_Exercise instructions_: Could you reproduce the records from the line containing "of the six-petaled" through the end of the records, requests included, but offset every x and y coordinate in the answers by adding 3? Leave the numbers in the requests and their sample points as they are.

* * * * * * *

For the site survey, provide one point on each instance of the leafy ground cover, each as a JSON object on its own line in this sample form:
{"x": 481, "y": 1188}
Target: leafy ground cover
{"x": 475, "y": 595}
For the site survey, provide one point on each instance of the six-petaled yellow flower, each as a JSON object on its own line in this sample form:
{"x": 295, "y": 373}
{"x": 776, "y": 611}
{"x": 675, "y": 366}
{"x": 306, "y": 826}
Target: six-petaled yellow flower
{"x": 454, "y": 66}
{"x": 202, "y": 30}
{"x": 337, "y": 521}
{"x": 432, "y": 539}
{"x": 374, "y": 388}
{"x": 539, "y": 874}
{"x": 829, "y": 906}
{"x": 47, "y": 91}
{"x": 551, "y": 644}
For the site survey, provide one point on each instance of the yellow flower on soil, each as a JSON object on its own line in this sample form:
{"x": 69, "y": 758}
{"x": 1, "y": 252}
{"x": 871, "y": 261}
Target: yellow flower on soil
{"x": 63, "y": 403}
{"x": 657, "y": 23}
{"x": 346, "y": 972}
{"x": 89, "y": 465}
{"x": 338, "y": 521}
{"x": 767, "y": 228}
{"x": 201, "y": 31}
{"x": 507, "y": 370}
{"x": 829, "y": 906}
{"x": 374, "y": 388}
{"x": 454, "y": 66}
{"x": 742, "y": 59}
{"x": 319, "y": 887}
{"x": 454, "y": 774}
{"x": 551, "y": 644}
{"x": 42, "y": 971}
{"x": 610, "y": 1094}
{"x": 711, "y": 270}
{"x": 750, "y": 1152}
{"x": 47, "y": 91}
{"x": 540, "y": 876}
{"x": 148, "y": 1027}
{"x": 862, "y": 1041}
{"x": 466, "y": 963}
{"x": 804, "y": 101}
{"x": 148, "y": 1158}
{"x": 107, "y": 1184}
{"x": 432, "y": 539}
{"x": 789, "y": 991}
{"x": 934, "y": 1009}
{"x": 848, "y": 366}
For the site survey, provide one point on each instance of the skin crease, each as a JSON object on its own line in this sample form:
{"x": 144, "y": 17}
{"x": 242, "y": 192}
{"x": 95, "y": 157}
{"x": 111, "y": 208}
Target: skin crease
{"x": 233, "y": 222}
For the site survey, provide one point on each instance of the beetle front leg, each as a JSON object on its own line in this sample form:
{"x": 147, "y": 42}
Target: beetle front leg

* * * * * * *

_Right answer_:
For the site survey, provide one point on each instance of the six-petaled yellow flower, each as a JSON object on its own line in this sample form:
{"x": 295, "y": 373}
{"x": 776, "y": 611}
{"x": 675, "y": 366}
{"x": 306, "y": 826}
Target: six-petaled yellow flower
{"x": 457, "y": 69}
{"x": 205, "y": 33}
{"x": 340, "y": 524}
{"x": 435, "y": 542}
{"x": 377, "y": 391}
{"x": 542, "y": 877}
{"x": 832, "y": 909}
{"x": 50, "y": 94}
{"x": 554, "y": 647}
For the site survey, provide one point on each instance of the yellow flower on soil, each as a JSON object on its own line in this sample form:
{"x": 69, "y": 758}
{"x": 1, "y": 252}
{"x": 871, "y": 261}
Target: yellow flower on soil
{"x": 66, "y": 406}
{"x": 660, "y": 26}
{"x": 349, "y": 975}
{"x": 92, "y": 468}
{"x": 341, "y": 524}
{"x": 770, "y": 231}
{"x": 204, "y": 34}
{"x": 510, "y": 373}
{"x": 832, "y": 909}
{"x": 377, "y": 391}
{"x": 457, "y": 69}
{"x": 745, "y": 62}
{"x": 322, "y": 890}
{"x": 457, "y": 777}
{"x": 554, "y": 647}
{"x": 45, "y": 974}
{"x": 613, "y": 1097}
{"x": 714, "y": 273}
{"x": 753, "y": 1155}
{"x": 50, "y": 94}
{"x": 543, "y": 879}
{"x": 151, "y": 1030}
{"x": 865, "y": 1044}
{"x": 469, "y": 966}
{"x": 807, "y": 104}
{"x": 151, "y": 1161}
{"x": 110, "y": 1187}
{"x": 435, "y": 542}
{"x": 792, "y": 994}
{"x": 937, "y": 1012}
{"x": 851, "y": 369}
For the site survey, provide one point on each instance of the skin crease, each as a JSON object on its own line in this sample form:
{"x": 144, "y": 17}
{"x": 242, "y": 192}
{"x": 95, "y": 157}
{"x": 111, "y": 208}
Target: skin crease
{"x": 236, "y": 225}
For the site survey, provide one point on each instance of the beetle front leg, each as a JSON object on its own line in this sample form:
{"x": 147, "y": 42}
Target: beetle front leg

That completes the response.